[Data]
═══

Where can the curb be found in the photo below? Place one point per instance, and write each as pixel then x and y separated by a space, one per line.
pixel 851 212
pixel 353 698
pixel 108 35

═══

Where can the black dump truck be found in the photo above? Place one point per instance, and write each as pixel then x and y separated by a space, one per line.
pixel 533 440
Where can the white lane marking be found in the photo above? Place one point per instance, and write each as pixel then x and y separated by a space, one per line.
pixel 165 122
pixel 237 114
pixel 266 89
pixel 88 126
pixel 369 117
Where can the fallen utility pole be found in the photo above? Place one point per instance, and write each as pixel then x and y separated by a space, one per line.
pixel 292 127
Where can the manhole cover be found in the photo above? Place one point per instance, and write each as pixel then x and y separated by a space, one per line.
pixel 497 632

═══

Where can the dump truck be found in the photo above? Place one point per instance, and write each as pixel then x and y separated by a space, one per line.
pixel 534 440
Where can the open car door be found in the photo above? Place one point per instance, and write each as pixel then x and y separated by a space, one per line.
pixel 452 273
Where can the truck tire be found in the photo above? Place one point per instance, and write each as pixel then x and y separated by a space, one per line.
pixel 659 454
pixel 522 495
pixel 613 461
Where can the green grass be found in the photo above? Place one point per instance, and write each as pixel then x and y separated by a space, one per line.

═══

[Exercise]
Convert the data above into a Markdown table with the columns Row and Line, starting at the line that contains "Where can the fallen" and ending at the line that contains "pixel 497 632". Number each row and leave out blank lines.

[Full answer]
| Row | Line |
|---|---|
| 1 | Where can the fallen utility pole be found in the photo above? Place one point per instance, and write each as pixel then x and y separated by a space, one per line. |
| 2 | pixel 292 127 |
| 3 | Where can the manhole cover be found in the photo above? Place one point per instance, and write each as pixel then x and y separated by a space, one per line. |
| 4 | pixel 497 632 |